Problem to work on. Where in the data below does the word "lane" appear? Copy each line that holds it.
----------------------------------------
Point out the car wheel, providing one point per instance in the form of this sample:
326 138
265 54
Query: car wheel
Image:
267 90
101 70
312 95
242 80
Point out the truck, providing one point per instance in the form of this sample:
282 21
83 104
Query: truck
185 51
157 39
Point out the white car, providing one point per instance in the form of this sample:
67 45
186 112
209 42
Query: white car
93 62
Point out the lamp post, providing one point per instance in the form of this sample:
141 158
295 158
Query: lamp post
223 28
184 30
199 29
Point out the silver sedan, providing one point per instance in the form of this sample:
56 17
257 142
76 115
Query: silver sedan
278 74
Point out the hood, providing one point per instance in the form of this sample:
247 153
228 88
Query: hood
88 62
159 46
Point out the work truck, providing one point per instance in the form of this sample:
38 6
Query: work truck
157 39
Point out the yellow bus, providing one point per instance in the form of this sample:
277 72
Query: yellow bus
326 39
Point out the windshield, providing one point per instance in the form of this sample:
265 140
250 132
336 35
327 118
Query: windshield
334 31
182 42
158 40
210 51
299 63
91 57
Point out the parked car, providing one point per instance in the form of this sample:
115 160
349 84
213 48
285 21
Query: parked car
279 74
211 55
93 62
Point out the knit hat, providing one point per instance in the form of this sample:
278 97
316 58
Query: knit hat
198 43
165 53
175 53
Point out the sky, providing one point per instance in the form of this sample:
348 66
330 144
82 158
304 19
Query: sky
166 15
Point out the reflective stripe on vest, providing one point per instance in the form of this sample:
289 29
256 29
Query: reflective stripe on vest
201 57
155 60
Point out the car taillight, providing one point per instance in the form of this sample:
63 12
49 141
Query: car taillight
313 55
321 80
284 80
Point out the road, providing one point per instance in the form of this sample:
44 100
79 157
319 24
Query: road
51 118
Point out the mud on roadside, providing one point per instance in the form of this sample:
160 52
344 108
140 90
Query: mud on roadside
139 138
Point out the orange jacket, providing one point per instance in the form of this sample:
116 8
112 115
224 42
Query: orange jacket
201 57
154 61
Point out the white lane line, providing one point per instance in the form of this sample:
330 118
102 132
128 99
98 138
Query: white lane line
----------------------------------------
Output for this task.
Point out the white lane line, providing one point per instance in the form of this sample:
Query: white lane line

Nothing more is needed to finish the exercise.